PROMPT.
Rewrite the entries below with every "ring rule" swapped for "fill rule" and nothing else changed. Leave the pictures out.
— START OF SOURCE DATA —
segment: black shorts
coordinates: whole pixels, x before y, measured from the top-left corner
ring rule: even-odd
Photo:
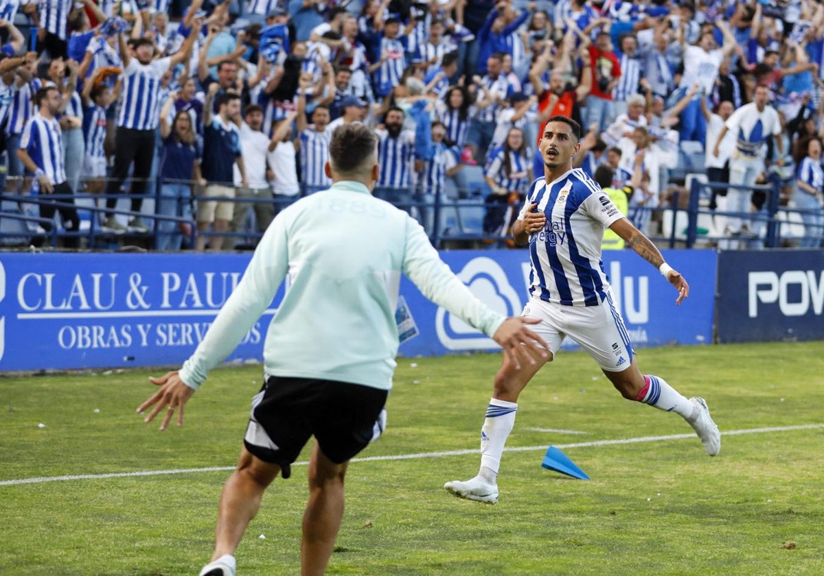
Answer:
[[[331,380],[271,376],[252,399],[243,443],[283,478],[312,435],[323,453],[340,464],[372,439],[387,390]]]

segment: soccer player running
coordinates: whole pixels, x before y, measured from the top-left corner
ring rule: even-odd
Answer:
[[[146,421],[163,411],[162,430],[177,411],[180,425],[186,401],[288,277],[264,344],[265,382],[252,401],[237,469],[221,495],[212,562],[200,576],[234,575],[235,549],[264,491],[279,472],[289,477],[311,435],[301,574],[323,574],[343,518],[347,464],[372,439],[391,388],[401,272],[428,298],[503,346],[507,365],[548,356],[548,345],[528,327],[540,320],[504,318],[485,306],[414,220],[372,195],[379,174],[372,129],[338,128],[329,154],[331,188],[275,217],[197,350],[179,372],[150,379],[162,388],[138,409],[154,406]]]
[[[721,449],[721,434],[703,398],[687,400],[659,376],[642,375],[624,321],[601,262],[604,229],[658,268],[678,290],[676,304],[690,293],[684,277],[655,245],[620,213],[609,197],[572,159],[581,127],[564,116],[550,118],[538,142],[544,176],[532,183],[513,225],[518,245],[529,244],[530,300],[522,315],[541,319],[535,331],[550,343],[548,358],[520,366],[503,359],[480,432],[480,470],[444,488],[461,498],[494,504],[498,471],[507,437],[515,424],[517,398],[530,379],[551,361],[567,336],[589,352],[613,386],[628,400],[673,411],[695,429],[710,456]]]

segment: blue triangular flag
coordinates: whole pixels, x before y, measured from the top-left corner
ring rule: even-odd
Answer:
[[[566,454],[555,446],[550,446],[546,448],[546,455],[544,456],[544,461],[541,462],[541,466],[547,470],[555,470],[556,472],[571,476],[573,478],[589,480],[589,476],[585,471],[575,466],[575,463],[567,458]]]

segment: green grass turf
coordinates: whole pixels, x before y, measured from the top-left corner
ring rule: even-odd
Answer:
[[[643,372],[706,397],[728,431],[824,424],[822,357],[822,342],[639,355]],[[499,504],[448,495],[445,481],[477,469],[499,361],[399,359],[388,429],[362,456],[472,453],[353,462],[328,574],[824,574],[824,428],[725,436],[714,458],[695,437],[564,448],[591,481],[541,468],[549,444],[691,432],[676,415],[621,400],[581,353],[559,355],[522,395],[508,446],[537,448],[504,453]],[[165,433],[134,412],[153,390],[146,377],[160,372],[0,378],[0,481],[232,466],[260,368],[213,372],[183,428]],[[265,496],[239,576],[299,574],[306,470]],[[0,485],[0,574],[197,574],[228,474]]]

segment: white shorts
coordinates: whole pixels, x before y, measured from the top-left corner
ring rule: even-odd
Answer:
[[[83,158],[83,176],[85,178],[105,178],[105,156]]]
[[[531,298],[522,316],[543,320],[529,327],[540,334],[555,355],[564,338],[569,337],[607,372],[623,372],[632,364],[634,352],[624,318],[607,292],[600,306],[564,306]]]

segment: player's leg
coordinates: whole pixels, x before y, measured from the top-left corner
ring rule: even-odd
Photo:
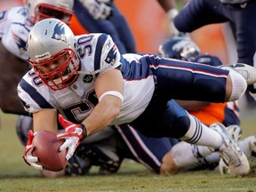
— END OF SOURCE DATA —
TASK SOLUTION.
segment: black shorts
coordinates: whole pixels, x before y, measured from the top-left corner
fill rule: even-odd
Photo:
Answer:
[[[331,380],[271,376],[252,399],[243,443],[283,478],[312,435],[323,453],[340,464],[372,439],[387,390]]]

segment: soccer player running
coordinates: whole pixels, x before y, measured from the top-left corner
fill rule: even-odd
Answer:
[[[146,421],[163,411],[162,430],[177,411],[180,425],[186,401],[288,277],[264,344],[265,382],[252,401],[237,469],[221,495],[212,562],[200,576],[234,575],[235,549],[264,491],[279,472],[289,477],[311,435],[301,574],[323,574],[343,518],[347,464],[372,439],[391,388],[401,272],[428,298],[503,346],[507,365],[548,356],[548,345],[528,327],[540,320],[504,318],[485,306],[414,220],[372,195],[379,174],[372,129],[338,128],[329,154],[331,188],[275,217],[197,350],[179,372],[150,379],[162,388],[138,409],[154,406]]]
[[[721,449],[721,434],[703,398],[687,400],[659,376],[642,375],[624,321],[601,262],[604,229],[658,268],[678,290],[676,304],[690,293],[684,277],[655,245],[620,213],[609,197],[572,159],[581,127],[564,116],[550,118],[538,142],[544,176],[532,183],[513,225],[518,245],[529,244],[530,300],[522,315],[541,319],[535,331],[550,343],[548,358],[520,366],[503,359],[480,432],[480,470],[444,488],[461,498],[494,504],[498,471],[507,437],[515,424],[517,398],[530,379],[551,361],[567,336],[589,352],[613,386],[628,400],[673,411],[695,429],[710,456]]]

segment: blue triangular flag
coordinates: whole pixels, x before y, measured from the top-left corner
fill rule: even-odd
Answer:
[[[566,454],[555,446],[550,446],[546,448],[546,455],[544,456],[544,461],[541,462],[541,466],[547,470],[555,470],[556,472],[571,476],[573,478],[589,480],[589,476],[585,471],[575,466],[575,463],[567,458]]]

segment: green grass turf
coordinates: whole pixels, x before y, measured from the top-left corner
fill rule: even-odd
Answer:
[[[643,372],[706,397],[728,431],[824,424],[822,357],[822,342],[639,355]],[[499,504],[448,495],[445,481],[477,469],[499,361],[399,359],[388,429],[362,456],[472,453],[353,462],[328,574],[824,574],[824,428],[725,436],[714,458],[695,437],[564,448],[591,481],[541,468],[549,444],[691,432],[676,415],[621,400],[581,353],[559,355],[522,395],[508,446],[537,448],[504,453]],[[165,433],[134,412],[153,390],[146,377],[160,372],[0,378],[0,481],[232,466],[260,368],[213,372],[183,428]],[[265,496],[239,576],[299,574],[306,470]],[[0,485],[0,574],[197,574],[228,474]]]

segment: white shorts
coordinates: whole pixels, x before y, measured from the top-left corner
fill rule: even-odd
Answer:
[[[83,158],[83,176],[85,178],[105,178],[105,156]]]
[[[531,298],[522,316],[543,320],[529,327],[540,334],[555,355],[564,338],[569,337],[607,372],[623,372],[632,364],[634,352],[624,318],[607,292],[600,306],[564,306]]]

segment: player's leg
coordinates: whole pixels, x before y, measured from the top-left corner
fill rule: even-odd
Photo:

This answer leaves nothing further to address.